- [SHORT TASK] Reproduce the data below in full, switching each "source frame" to "input frame" and leaving everything else unchanged.

- [AVAILABLE RECORDS]
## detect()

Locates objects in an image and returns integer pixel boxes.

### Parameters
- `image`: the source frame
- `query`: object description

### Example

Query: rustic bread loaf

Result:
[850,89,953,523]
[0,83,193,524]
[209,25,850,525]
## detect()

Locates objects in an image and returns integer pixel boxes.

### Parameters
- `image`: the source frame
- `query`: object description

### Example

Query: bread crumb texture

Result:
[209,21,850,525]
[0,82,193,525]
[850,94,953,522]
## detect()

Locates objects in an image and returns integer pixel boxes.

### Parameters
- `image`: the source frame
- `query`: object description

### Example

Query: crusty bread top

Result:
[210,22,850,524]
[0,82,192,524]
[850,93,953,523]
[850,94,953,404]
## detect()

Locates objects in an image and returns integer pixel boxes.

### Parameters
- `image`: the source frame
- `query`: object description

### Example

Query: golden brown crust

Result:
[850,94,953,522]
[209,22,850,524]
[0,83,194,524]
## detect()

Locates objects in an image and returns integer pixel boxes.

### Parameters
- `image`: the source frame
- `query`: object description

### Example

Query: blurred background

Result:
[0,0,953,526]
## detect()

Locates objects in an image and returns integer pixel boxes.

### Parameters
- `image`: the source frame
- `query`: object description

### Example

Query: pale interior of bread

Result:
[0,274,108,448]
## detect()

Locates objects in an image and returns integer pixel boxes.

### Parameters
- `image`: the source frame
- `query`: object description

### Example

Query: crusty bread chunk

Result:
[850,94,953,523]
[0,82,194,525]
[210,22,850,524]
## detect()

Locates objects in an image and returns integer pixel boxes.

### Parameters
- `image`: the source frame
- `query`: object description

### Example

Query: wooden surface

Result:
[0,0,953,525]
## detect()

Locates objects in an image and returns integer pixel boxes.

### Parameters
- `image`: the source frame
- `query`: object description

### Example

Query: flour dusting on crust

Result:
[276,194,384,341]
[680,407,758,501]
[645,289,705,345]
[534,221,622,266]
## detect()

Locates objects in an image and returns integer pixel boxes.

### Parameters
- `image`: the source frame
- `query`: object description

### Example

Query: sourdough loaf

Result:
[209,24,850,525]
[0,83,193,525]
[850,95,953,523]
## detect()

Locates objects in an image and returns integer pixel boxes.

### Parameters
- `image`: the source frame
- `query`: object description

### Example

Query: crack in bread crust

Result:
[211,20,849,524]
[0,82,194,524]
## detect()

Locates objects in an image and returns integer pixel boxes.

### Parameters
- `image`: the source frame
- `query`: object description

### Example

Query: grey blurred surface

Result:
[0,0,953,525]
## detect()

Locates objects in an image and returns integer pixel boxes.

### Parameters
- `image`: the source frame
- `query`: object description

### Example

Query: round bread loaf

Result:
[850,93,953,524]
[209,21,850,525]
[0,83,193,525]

- [FINAL ANSWER]
## detect()

Locates objects in an image and returns integer pixel boxes.

### Parameters
- `image`: the input frame
- `query`: object description

### Example

Query: rustic bread loaf

Result:
[850,89,953,523]
[0,83,193,524]
[209,25,850,525]
## detect()

Locates objects in an image and returns integer pixel boxes.

### Parameters
- `image`: the input frame
- `query`: object description

### Example

Query: bread crumb texture

Result:
[209,21,850,525]
[0,82,193,525]
[850,94,953,522]
## detect()

Locates objects in an image and returns integer pixel boxes.

### Parameters
- `image`: the input frame
- `query`: object description

### Example

Query: crusty bread top

Result:
[210,22,850,524]
[0,82,192,524]
[850,93,953,523]
[850,94,953,404]
## detect()

Locates objects in an image and returns integer pixel boxes.

### Parameters
- `image`: the input frame
- `query`: object description

### Example

Query: golden brown crust

Result:
[850,94,953,522]
[209,22,850,524]
[0,83,194,524]
## detect()

Locates objects in an image and returns integer pixel boxes.

### Parameters
- `image`: the input frame
- `query`: object description

### Example

Query: blurred background

Result:
[0,0,953,526]
## detect()

Locates objects in an image and returns integer pixel boxes.

### Parameters
- `image`: the input frame
- `query`: object description

### Example

Query: pale interior of bread

Result:
[0,274,108,448]
## detect()

Locates objects in an image and returns integer pixel boxes.

### Parameters
- `image`: the input frame
- `query`: object description

### Example

Query: crusty bread chunk

Result:
[850,94,953,523]
[0,82,194,525]
[210,22,850,524]
## detect()

Locates objects in an image and returns integer pixel boxes.

### Parameters
- `image`: the input frame
- `query`: object description

### Example

Query: wooden surface

Result:
[0,0,953,525]
## detect()

Locates objects in an image and returns integer pixel boxes.

### Parameters
- `image`: the input frame
- `query`: object description

### Example

Query: flour dusting on crust

Result:
[276,194,384,341]
[680,407,758,501]
[645,289,705,345]
[534,221,622,266]
## detect()

Locates objects in an image and returns integer pixel boxes.

### Parameters
- `image`: the input frame
- `query`: object description

### Example

Query: sourdough loaf

Result:
[209,24,850,525]
[0,83,193,525]
[850,95,953,523]
## detect()

Locates objects in an image and returns integer pixel boxes.

### Parameters
- `image`: the input frame
- `query`: object description

### Example

Query: crack in bread crust

Result:
[211,20,849,524]
[0,82,194,524]
## detect()

Locates objects in an image and returns integer pixel boxes.

### Parameters
- `image`: the input frame
- `query`: object description

### Example

Query: grey blurred surface

Result:
[0,0,953,525]
## detect()

Locates objects in an image and returns integer pixel boxes.

### Parameters
- `image`: the input frame
- `query`: object description

### Example

Query: round bread loaf

Result:
[850,93,953,524]
[209,21,850,525]
[0,83,193,525]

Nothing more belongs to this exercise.